| RECORDED DATA |
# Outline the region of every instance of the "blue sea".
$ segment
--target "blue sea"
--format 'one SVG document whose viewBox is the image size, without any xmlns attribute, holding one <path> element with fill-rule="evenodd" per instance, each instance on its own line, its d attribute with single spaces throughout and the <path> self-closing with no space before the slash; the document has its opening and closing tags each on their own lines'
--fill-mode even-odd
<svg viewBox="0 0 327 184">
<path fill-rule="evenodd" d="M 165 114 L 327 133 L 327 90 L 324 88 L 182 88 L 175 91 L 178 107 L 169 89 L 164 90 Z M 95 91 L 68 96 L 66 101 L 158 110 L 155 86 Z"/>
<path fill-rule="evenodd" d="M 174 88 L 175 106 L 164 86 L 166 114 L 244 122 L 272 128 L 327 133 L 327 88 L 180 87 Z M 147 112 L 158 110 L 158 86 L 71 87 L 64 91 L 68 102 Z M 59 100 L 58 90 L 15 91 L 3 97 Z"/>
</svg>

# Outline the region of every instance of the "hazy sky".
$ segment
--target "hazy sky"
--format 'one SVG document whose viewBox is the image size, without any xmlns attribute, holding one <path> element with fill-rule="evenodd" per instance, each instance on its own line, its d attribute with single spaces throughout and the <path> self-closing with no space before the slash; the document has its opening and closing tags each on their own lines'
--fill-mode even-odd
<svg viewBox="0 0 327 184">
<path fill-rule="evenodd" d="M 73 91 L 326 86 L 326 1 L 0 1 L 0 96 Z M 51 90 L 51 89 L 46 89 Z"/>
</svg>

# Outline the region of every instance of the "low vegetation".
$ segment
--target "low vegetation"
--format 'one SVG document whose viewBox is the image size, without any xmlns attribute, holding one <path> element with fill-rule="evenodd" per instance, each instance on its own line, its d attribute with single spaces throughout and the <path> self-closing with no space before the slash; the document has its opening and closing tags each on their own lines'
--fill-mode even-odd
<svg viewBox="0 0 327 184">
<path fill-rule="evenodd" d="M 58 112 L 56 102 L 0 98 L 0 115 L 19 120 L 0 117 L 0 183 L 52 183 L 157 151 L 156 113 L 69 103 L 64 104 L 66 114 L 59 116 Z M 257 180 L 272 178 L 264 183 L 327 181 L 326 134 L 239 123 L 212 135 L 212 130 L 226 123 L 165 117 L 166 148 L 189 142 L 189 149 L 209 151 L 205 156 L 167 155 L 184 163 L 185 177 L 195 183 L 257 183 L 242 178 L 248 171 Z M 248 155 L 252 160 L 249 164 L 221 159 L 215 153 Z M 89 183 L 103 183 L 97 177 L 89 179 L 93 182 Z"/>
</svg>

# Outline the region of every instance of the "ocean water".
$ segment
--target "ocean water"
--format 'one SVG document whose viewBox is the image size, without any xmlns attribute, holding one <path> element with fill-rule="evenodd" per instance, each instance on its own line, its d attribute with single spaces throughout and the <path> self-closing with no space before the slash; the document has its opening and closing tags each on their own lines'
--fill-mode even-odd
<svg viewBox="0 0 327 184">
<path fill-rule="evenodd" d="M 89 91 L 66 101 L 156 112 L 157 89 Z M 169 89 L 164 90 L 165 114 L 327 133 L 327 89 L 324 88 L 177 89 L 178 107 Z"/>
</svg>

| BRIEF |
Can you put each line of the listing above into a JSON list of strings, one string per line, leaving out the blank lines?

| SOLUTION TO THE EXERCISE |
[
  "# Outline the region of every instance of the \"blue sea\".",
  "$ segment",
  "--target \"blue sea\"",
  "--format 'one SVG document whose viewBox is the image size, without any xmlns attribute, holding one <path> element with fill-rule=\"evenodd\" per instance, each instance on its own line, its d attribute with single spaces throughout and the <path> self-closing with no space before the slash; the document has its opening and closing tags each on their own lines'",
  "--fill-mode even-odd",
  "<svg viewBox=\"0 0 327 184\">",
  "<path fill-rule=\"evenodd\" d=\"M 165 114 L 327 133 L 327 90 L 324 88 L 182 88 L 175 91 L 178 107 L 169 89 L 164 90 Z M 95 91 L 68 96 L 66 101 L 158 110 L 155 86 Z\"/>",
  "<path fill-rule=\"evenodd\" d=\"M 174 88 L 175 106 L 164 86 L 166 114 L 244 122 L 272 128 L 327 133 L 327 88 L 180 87 Z M 147 112 L 158 110 L 158 86 L 71 87 L 64 91 L 68 102 Z M 59 100 L 58 90 L 15 91 L 3 97 Z\"/>",
  "</svg>",
  "# Outline the region of every instance of the \"hazy sky\".",
  "$ segment",
  "--target \"hazy sky\"",
  "--format 'one SVG document whose viewBox is the image size, without any xmlns attribute, holding one <path> element with fill-rule=\"evenodd\" per instance, each instance on its own line, its d attribute with single spaces throughout and the <path> self-closing with no space before the slash; the document has its opening and closing tags each on their own lines'",
  "--fill-mode even-odd",
  "<svg viewBox=\"0 0 327 184\">",
  "<path fill-rule=\"evenodd\" d=\"M 73 91 L 326 86 L 326 1 L 0 1 L 0 96 Z M 51 90 L 51 89 L 46 89 Z\"/>",
  "</svg>",
  "# Outline the region of every instance of the \"low vegetation\".",
  "$ segment",
  "--target \"low vegetation\"",
  "--format 'one SVG document whose viewBox is the image size, without any xmlns attribute, holding one <path> element with fill-rule=\"evenodd\" per instance, each instance on its own line, its d attribute with single spaces throughout and the <path> self-closing with no space before the slash; the document has its opening and closing tags each on their own lines'",
  "--fill-mode even-odd",
  "<svg viewBox=\"0 0 327 184\">",
  "<path fill-rule=\"evenodd\" d=\"M 58 112 L 56 102 L 0 98 L 0 115 L 19 120 L 0 117 L 0 183 L 52 183 L 157 151 L 156 113 L 69 103 L 64 104 L 66 114 L 59 116 Z M 257 180 L 272 178 L 264 183 L 327 181 L 326 134 L 239 123 L 212 135 L 212 130 L 226 123 L 165 117 L 166 148 L 189 142 L 189 149 L 209 151 L 205 156 L 167 155 L 184 163 L 185 177 L 195 183 L 257 183 L 242 178 L 248 171 Z M 248 155 L 252 160 L 249 164 L 221 159 L 215 153 Z M 89 183 L 103 183 L 97 177 L 89 179 L 93 182 Z\"/>",
  "</svg>",
  "# Outline the region of every instance of the \"ocean water\".",
  "$ segment",
  "--target \"ocean water\"",
  "--format 'one SVG document whose viewBox is the image size, without any xmlns attribute, holding one <path> element with fill-rule=\"evenodd\" per instance, each instance on its own line, its d attribute with single spaces throughout and the <path> self-closing with no space before the slash; the document has its opening and closing tags each on their own lines'",
  "--fill-mode even-odd",
  "<svg viewBox=\"0 0 327 184\">",
  "<path fill-rule=\"evenodd\" d=\"M 89 91 L 66 101 L 156 112 L 157 89 Z M 169 89 L 164 90 L 165 114 L 327 133 L 327 89 L 324 88 L 177 89 L 178 107 Z\"/>",
  "</svg>"
]